◆ Problems to solve:
**a)** Update the Colt Frontier Scout thread, everything from "I did find that" down to "valuable with time.", and write "base pin" in place of "cylinder pin".
**b)** Decide whether each statement agrees with the Colt Frontier Scout thread, and support each yes or no with the deciding words quoted from the thread: (i) the first poster paid $130 for the revolver; (ii) pakrat finds the gun more accurate with magnum rounds than with long rifle rounds; (iii) rice paddy daddy recommends cleaning up the finish before selling.
**c)** Resume the Colt Frontier Scout forum thread from its last post.
++++ Source extract
# Colt single action frontier scout!



## jim-henscheli (May 4, 2015)

Hello folks, I just picked up a great condition frontier scout, 22lr without the mag cylinder, $130. My question, sort of, is it worth cleaning to sell? Or should this be my new boat gun? Impulse buy from a friend who’s even poorer than me.


----------



## sideKahr (Oct 15, 2014)

I'd say it's worth cleaning to keep. Good price, great manufacturer.


----------



## 1skrewsloose (Jun 3, 2013)

So many copies out there, if it says Colt on it, it would sell itself. Great buy!jmo.


----------



## jim-henscheli (May 4, 2015)

Update: it’s wearing the magnum cylinder, missing the LR.


----------



## Smitty901 (Nov 16, 2012)

Research and know what you have and the real world value before you do anything to it. Once you have the facts and are sure it is right. Then figure out if it is an investment or a new cool weapon to be put to work.


----------



## Slippy (Nov 14, 2013)

This might help you Jim

https://www.americanrifleman.org/ar...olt-frontier-scout-single-action-22-q-series/

http://archives.collectorsfirearms.com/?category=911&subcategory=966


----------



## pakrat (Nov 18, 2012)

I bought one 5-6 years ago and wanted the Mag cylinder as an option and bought from this source... https://www.gunpartscorp.com/gun-manufacturer/colt/revolvers-colt/new-frontier-22

I did find that the gun is more accurate shooting lr instead of mag's, so most of the time I have the lr cylinder mounted. I did get a tighter fitting cylinder pin. Even though the gun had never been fired when I bought it, the cylinder pin had more clearance than I prefer.


----------



## rice paddy daddy (Jul 17, 2012)

What a score!!!
Keep it, it's a Colt.
Will only get more valuable with time.
It's a Colt.
Do not "clean it up". The original finish, even if that finish is gone, equals top value. Rebluing, or, God forbid, taking steel wool to it, and you will indeed have a $130 gun.
++++++++
++++ Supplied data
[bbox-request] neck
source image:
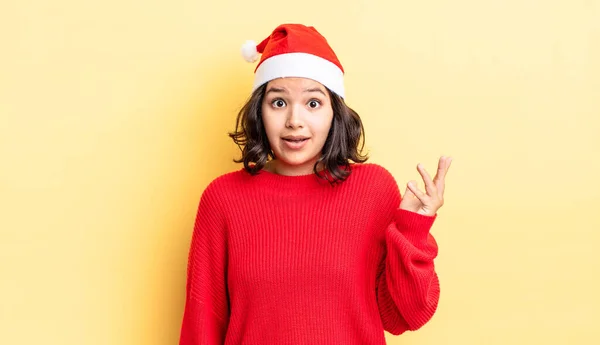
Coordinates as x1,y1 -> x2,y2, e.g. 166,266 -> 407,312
265,159 -> 323,176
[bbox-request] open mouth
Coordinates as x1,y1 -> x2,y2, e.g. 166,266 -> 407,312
283,138 -> 308,143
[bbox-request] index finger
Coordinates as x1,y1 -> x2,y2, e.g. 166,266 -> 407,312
434,156 -> 452,194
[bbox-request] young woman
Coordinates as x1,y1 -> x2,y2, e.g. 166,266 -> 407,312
180,24 -> 451,345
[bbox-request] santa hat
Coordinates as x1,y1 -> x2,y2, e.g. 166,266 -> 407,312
242,24 -> 344,98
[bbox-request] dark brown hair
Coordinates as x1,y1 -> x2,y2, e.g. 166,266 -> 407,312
228,83 -> 369,184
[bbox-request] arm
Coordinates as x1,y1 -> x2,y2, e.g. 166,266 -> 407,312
377,209 -> 440,335
179,181 -> 229,345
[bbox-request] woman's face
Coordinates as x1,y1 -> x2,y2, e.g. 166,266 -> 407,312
261,78 -> 333,175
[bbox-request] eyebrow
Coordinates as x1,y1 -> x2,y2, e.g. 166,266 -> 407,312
265,87 -> 327,96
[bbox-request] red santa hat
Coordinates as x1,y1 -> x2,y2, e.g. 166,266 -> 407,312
242,24 -> 344,98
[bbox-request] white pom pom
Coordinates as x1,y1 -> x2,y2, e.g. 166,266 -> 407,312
242,40 -> 259,62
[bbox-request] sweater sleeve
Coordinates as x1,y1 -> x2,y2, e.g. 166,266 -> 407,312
179,181 -> 230,345
376,168 -> 440,335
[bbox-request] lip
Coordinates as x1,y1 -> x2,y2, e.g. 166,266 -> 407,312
282,135 -> 310,140
283,136 -> 310,150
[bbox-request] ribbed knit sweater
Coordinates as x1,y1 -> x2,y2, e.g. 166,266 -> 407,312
180,163 -> 440,345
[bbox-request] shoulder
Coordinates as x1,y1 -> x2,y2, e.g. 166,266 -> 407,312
352,163 -> 400,201
352,163 -> 396,184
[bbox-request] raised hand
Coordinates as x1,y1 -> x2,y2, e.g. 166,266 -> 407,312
400,156 -> 452,216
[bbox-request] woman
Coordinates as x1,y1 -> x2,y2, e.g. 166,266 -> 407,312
180,24 -> 451,345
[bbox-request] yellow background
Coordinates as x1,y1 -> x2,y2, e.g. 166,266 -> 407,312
0,0 -> 600,345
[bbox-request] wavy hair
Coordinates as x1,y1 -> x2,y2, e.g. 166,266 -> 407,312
228,83 -> 369,185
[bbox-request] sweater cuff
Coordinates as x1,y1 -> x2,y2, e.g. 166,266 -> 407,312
394,208 -> 437,243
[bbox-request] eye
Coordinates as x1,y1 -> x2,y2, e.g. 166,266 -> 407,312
308,99 -> 321,109
271,98 -> 285,108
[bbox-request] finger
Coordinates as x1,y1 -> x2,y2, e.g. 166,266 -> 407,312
417,163 -> 437,195
402,181 -> 417,199
433,156 -> 452,196
407,181 -> 427,205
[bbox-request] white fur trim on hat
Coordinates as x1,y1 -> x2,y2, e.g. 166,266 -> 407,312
242,40 -> 260,62
252,53 -> 345,98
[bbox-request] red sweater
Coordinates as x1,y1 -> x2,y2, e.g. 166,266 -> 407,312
180,163 -> 440,345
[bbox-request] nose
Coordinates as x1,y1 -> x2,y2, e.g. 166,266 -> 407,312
285,105 -> 304,128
++++++++
◆ Task responses:
**a)**
I did find that the gun is more accurate shooting lr instead of mag's, so most of the time I have the lr cylinder mounted. I did get a tighter fitting base pin. Even though the gun had never been fired when I bought it, the base pin had more clearance than I prefer.


----------



## rice paddy daddy (Jul 17, 2012)

What a score!!!
Keep it, it's a Colt.
Will only get more valuable with time.

**b)**
(i) Yes: "22lr without the mag cylinder, $130"
(ii) No: "the gun is more accurate shooting lr instead of mag's"
(iii) No: "Do not "clean it up"."

**c)**
Just clean as you would any gun after a range trip - Hoppes or other powder solvent, lightly oil it after.

I have two Ruger Single Six's, I would love to have a Colt Frontier Six.


----------



## rice paddy daddy (Jul 17, 2012)

pakrat said:


> I did find that the gun is more accurate shooting lr instead of mag's, so most of the time I have the lr cylinder mounted.


That's odd. It's usually the other way around. The 22 WMR bullet is larger diameter than the 22LR, and so most combination revolvers are bore sized to the WMR.


----------



## SOCOM42 (Nov 9, 2012)

Those are cheaply made Colts. 

In some cases the case harden colors are sprayed on, not from Cyanide and oil.

Ejector rod housings are die cast zinc.

I have worked on about 50 of them in the last 3 years.


----------



## pakrat (Nov 18, 2012)

rice paddy daddy said:


> That's odd. It's usually the other way around. The 22 WMR bullet is larger diameter than the 22LR, and so most combination revolvers are bore sized to the WMR.


It may not be a ballistic issue of any sort. The frame/grip is a bit small and made from a light alloy. It's a poor fit for my hand and the balance feels a little off to me. As a result, my control may not be the best. It pivots more in my hand with the 22 WMR rounds.

My wife loves to shoot it and does well, which was one of the reasons I bought it. It's a great little training gun.

Edit: I suppose a more precise statement would have been that *I* am less accurate shooting the gun with 22 mag ammo.


----------



## 1skrewsloose (Jun 3, 2013)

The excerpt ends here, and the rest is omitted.